* _Problema proposto 1_:
Extraia todas as linhas das entradas que contêm a palavra "table", tendo em conta a diferença entre maiúsculas e minúsculas.

* _Excerto da página_:
Acórdão nº 921/05-1 de Tribunal da Relação de Guimarães, 22 de Junho de 2005

Magistrado ResponsávelANT
Data da Resolução22 de Junho de 2005
EmissorTribunal da Relação de Guimarães

Acordam em Conferência no Tribunal da Relação de Guimarães.

* Os recorrentes A e L (idºs no processo) foram condenados, por sentença oportunamente transitada em julgado, nas penas únicas de dez meses de prisão (por crimes de abuso de confiança fiscal, sob a forma continuada, p. e p. pelos arts. 24º nº 1, 27º - A do RJIFNA e pelos arts. 30º nº 2 e 79º do CP) cuja execução foi suspensa pelo período de três anos na condição de pagarem ao estado, no prazo de dois anos, respectivamente, as quantias de 53.026.923$00 e 55.226.621$00 acrescidas de juros moratórios e compensatórios.

* Ambos fizeram o seguinte requerimento: 1° - Nos presentes autos foram ambos os arguidos condenados a uma pena de prisão de dez meses de prisão suspensa pelo prazo de três anos "sob a condição de, no prazo de 2 "dois” anos comprovar nos autos o pagamento ao Estado da quantia de 54.155.623$00 acrescida de juros moratórias e compensatórios legais…".

  1. - Acontece que ambos os arguidos já no momento em que foram condenados encontravam-se desempregados por ter sido decretada a falência da sociedade de que eram trabalhavam; 3° - Só em Maio de 2003 é que o arguido L começou a trabalhar recebendo o salário mínimo nacional de 356,60 € e o arguido A, embora tenha trabalhado sempre como trabalhador independente desde a falência da sociedade de que era sócio e gerente, auferiu e aufere um salário médio de 550 €.

  2. - Ora, o arguido L não tem outros rendimentos e é com o seu salário e o da sua mulher que é operária e que aufere um salário de 453,03 € que sustentam todo o agregado familiar composto por ambos e por uma filha menor.

  3. - O arguido A também não tem outros rendimentos é com o seu salário de 550 € liquido que começou a auferir como trabalhador independente desde que ficou sem emprego na sociedade de que era sócio e que foi judicialmente declarada falida, e o da sua mulher que é enfermeira e aufere o salário de 1.100 € ilíquidos que sustentam o agregado familiar composto por ambos e por dois filhos menores. Acresce que foi ordenado o desconto mensal de 1/4 do vencimento da mulher do arguido, o que reduz para 825 €.

  4. - Não têm assim os arguidos possibilidades económico-financeïras para pagar ao Estado no prazo designado na douta sentença a quantia que, a título de indemnização, foram condenados a pagar, visto que a situação financeira de ambos por força do longo período de desemprego e do salário que auferem não lhes permite cumprir a obrigação que lhes foi imposta como condição da suspensão da pena.

  5. - Por essa razão e só por essa os arguidos não puderam cumprir o dever a que ficou subordinada a suspensão da execução da pena, tanto mais que o dever imposto a ambos objectivamente constitui para cada um dos arguidos obrigação cujo cumprimento razoavelmente não poderá ser exigido aos arguidos tanto mais que tal dever - o de pagar no prazo de dois anos 54.155.623SOO - foi-lhes impostos no exacto momento em que ficavam desempregados e sem fontes de rendimentos, sendo, portanto, excessivo 8° - Tendo em atenção o que se acaba de alegar, a personalidade dos arguidos e o facto destes não terem actualmente nem ser previsível que venham a ter num futuro próximo bens que lhes permitam cumprir o dever que lhes foi imposto como condição de suspensão da pena, essa condição deve ser substituída por outra que ambos possam cumprir.

* _Dados fornecidos_:
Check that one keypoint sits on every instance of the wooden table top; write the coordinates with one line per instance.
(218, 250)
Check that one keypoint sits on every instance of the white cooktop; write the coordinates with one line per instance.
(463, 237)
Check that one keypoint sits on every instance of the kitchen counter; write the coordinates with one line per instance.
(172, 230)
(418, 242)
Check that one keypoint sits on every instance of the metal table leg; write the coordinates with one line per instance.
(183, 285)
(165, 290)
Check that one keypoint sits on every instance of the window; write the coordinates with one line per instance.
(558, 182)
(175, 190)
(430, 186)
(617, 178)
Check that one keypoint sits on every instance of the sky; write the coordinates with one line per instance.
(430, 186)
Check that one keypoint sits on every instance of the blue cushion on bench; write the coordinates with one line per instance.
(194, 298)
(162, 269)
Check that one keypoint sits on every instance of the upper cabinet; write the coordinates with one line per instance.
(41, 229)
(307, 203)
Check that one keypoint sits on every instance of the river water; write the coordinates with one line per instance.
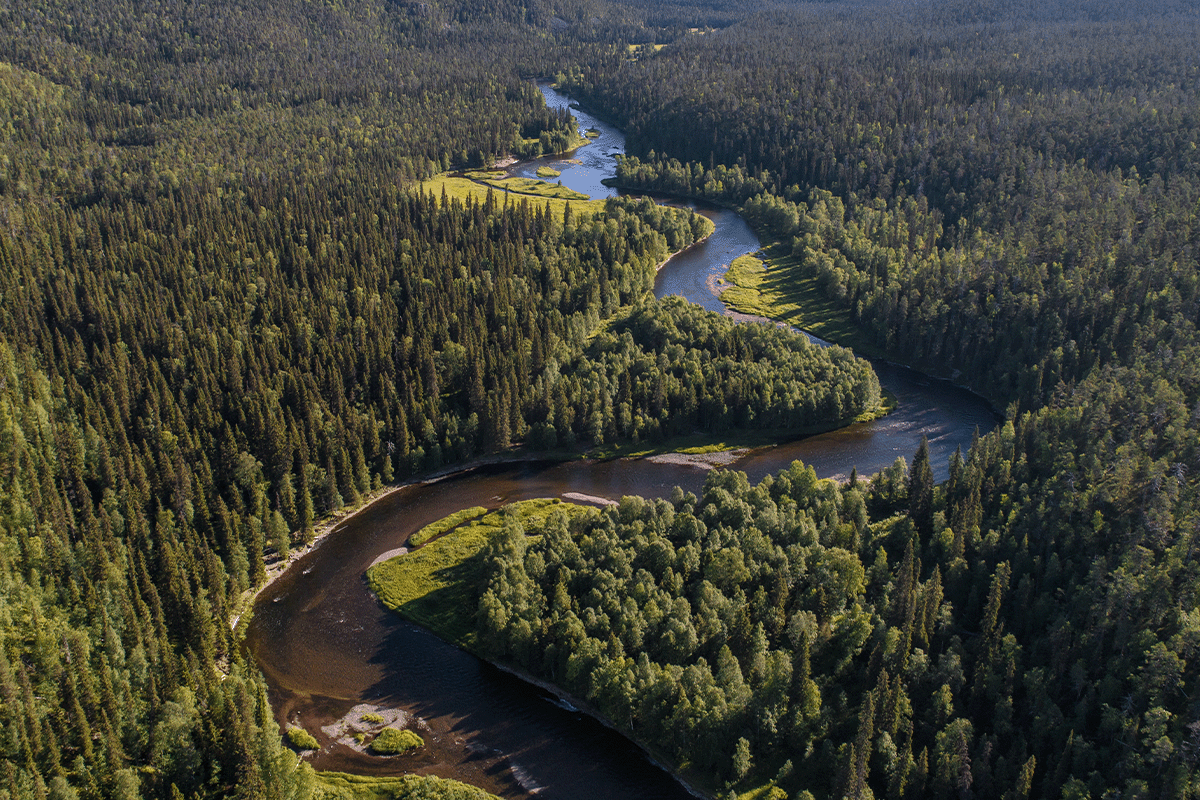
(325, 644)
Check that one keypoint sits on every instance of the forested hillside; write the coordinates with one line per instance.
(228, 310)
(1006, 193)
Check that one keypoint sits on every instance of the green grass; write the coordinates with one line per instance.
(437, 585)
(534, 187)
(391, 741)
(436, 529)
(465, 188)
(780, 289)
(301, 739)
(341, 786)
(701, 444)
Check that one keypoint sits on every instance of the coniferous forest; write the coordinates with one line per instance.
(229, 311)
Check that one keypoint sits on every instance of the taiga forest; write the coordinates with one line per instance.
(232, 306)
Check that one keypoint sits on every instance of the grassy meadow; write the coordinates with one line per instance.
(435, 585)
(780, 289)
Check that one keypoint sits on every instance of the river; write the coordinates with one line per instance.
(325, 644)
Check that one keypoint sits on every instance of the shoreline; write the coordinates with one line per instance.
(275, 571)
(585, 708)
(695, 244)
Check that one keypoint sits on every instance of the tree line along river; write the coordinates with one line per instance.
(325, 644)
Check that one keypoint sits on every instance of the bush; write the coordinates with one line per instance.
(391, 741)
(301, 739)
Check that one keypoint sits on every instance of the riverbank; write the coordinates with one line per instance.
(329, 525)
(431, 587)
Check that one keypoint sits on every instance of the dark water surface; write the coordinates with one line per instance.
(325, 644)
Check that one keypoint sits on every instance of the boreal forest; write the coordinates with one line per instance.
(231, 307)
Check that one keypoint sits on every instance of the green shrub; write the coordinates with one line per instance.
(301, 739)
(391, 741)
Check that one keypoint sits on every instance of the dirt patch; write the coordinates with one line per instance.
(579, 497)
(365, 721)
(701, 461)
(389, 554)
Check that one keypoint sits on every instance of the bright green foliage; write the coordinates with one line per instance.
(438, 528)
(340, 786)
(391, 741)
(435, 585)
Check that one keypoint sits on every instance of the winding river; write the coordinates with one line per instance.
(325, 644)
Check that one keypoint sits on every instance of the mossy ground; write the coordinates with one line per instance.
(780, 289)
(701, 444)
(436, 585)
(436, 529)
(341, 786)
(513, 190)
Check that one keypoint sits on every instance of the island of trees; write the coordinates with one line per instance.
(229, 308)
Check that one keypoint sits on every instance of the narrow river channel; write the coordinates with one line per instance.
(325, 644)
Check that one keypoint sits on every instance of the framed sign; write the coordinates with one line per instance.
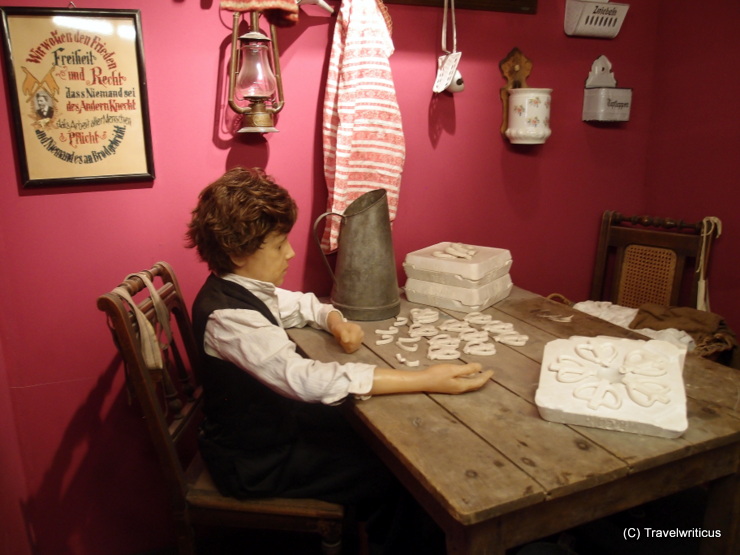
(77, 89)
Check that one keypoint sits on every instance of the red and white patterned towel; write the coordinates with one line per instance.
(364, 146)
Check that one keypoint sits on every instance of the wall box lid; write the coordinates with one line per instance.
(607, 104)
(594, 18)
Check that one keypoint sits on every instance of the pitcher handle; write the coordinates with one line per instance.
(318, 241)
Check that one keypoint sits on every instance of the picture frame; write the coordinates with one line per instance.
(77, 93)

* _Problema proposto 2_:
Repita fielmente o trecho do acórdão que começa em "Acórdão nº 921/05-1" e vai até "Relação de Guimarães.".

* _Resultado da tarefa 1_:
Check that one keypoint sits on every instance of the wooden table top; write the coordinates with one line per instance.
Check that one keypoint sits on every instance of the metal table leg; write the coordinates with one line per instance.

* _Resultado da tarefa 2_:
Acórdão nº 921/05-1 de Tribunal da Relação de Guimarães, 22 de Junho de 2005

Magistrado ResponsávelANT
Data da Resolução22 de Junho de 2005
EmissorTribunal da Relação de Guimarães

Acordam em Conferência no Tribunal da Relação de Guimarães.